> Yang harus dikerjakan:
Salin persis bagian dari teks tentang kenaikan upah Umar bin Khattab, mulai dari kata-kata yang memuat "Suatu ketika, para" sampai berakhir pada "yang lebih lapang?".

> Teks yang diambil:
——————
Solilokui

Kenaikan Upah dan Kemarahan Umar bin Khattab

Umar pernah marah haya gara-gara upahnya hendak dinaikkan. Bagaimana mungkin upah naik di tengah pemimpin dan rakyat sedang berkesusahan?

JERNIH –  Dalam lembar sejarah yang harum oleh jejak para sahabat, ada satu kisah tentang Umar bin Khattab—pemimpin tegas, pemberani, namun hatinya selembut embun.

Suatu ketika, para sahabat mengusulkan agar Umar mendapatkan kenaikan upah sebagai khalifah. Bagi mereka, wajar bila seorang pemimpin besar yang menanggung beratnya urusan umat, yang menjaga negeri-negeri luas dari ujung timur hingga barat, memperoleh imbalan lebih. Umar mengatur keadilan, memastikan perut rakyat kenyang, menuntun umat dalam cahaya Islam—bukankah layak baginya kehidupan yang lebih lapang?
——————
> Informasi yang diberikan:
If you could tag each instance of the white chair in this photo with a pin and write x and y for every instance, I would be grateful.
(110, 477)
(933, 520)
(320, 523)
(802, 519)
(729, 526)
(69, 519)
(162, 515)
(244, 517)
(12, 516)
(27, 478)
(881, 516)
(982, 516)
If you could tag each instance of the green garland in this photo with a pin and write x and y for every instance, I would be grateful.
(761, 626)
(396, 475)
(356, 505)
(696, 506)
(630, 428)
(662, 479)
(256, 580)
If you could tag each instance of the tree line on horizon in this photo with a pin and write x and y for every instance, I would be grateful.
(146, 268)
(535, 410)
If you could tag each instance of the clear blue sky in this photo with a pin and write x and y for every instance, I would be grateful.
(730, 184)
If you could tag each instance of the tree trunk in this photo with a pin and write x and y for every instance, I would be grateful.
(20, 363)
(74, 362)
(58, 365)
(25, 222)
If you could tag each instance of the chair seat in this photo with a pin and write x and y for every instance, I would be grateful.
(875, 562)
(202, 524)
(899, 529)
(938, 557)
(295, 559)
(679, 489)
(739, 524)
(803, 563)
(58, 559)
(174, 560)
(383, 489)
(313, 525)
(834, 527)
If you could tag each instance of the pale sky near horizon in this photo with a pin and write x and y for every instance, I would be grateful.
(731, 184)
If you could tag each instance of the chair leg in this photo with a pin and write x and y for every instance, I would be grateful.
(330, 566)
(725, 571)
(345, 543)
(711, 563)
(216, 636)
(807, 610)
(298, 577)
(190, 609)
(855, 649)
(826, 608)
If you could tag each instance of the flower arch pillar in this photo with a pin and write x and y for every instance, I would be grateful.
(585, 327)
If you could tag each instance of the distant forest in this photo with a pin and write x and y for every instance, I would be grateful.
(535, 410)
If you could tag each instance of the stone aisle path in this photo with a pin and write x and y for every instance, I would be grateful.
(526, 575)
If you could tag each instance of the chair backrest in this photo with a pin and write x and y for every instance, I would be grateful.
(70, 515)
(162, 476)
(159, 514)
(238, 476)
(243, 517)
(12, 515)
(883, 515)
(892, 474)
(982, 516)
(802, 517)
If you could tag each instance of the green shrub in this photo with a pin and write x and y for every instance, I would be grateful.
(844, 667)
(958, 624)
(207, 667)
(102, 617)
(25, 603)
——————
> Hasil yang benar:
Suatu ketika, para sahabat mengusulkan agar Umar mendapatkan kenaikan upah sebagai khalifah. Bagi mereka, wajar bila seorang pemimpin besar yang menanggung beratnya urusan umat, yang menjaga negeri-negeri luas dari ujung timur hingga barat, memperoleh imbalan lebih. Umar mengatur keadilan, memastikan perut rakyat kenyang, menuntun umat dalam cahaya Islam—bukankah layak baginya kehidupan yang lebih lapang?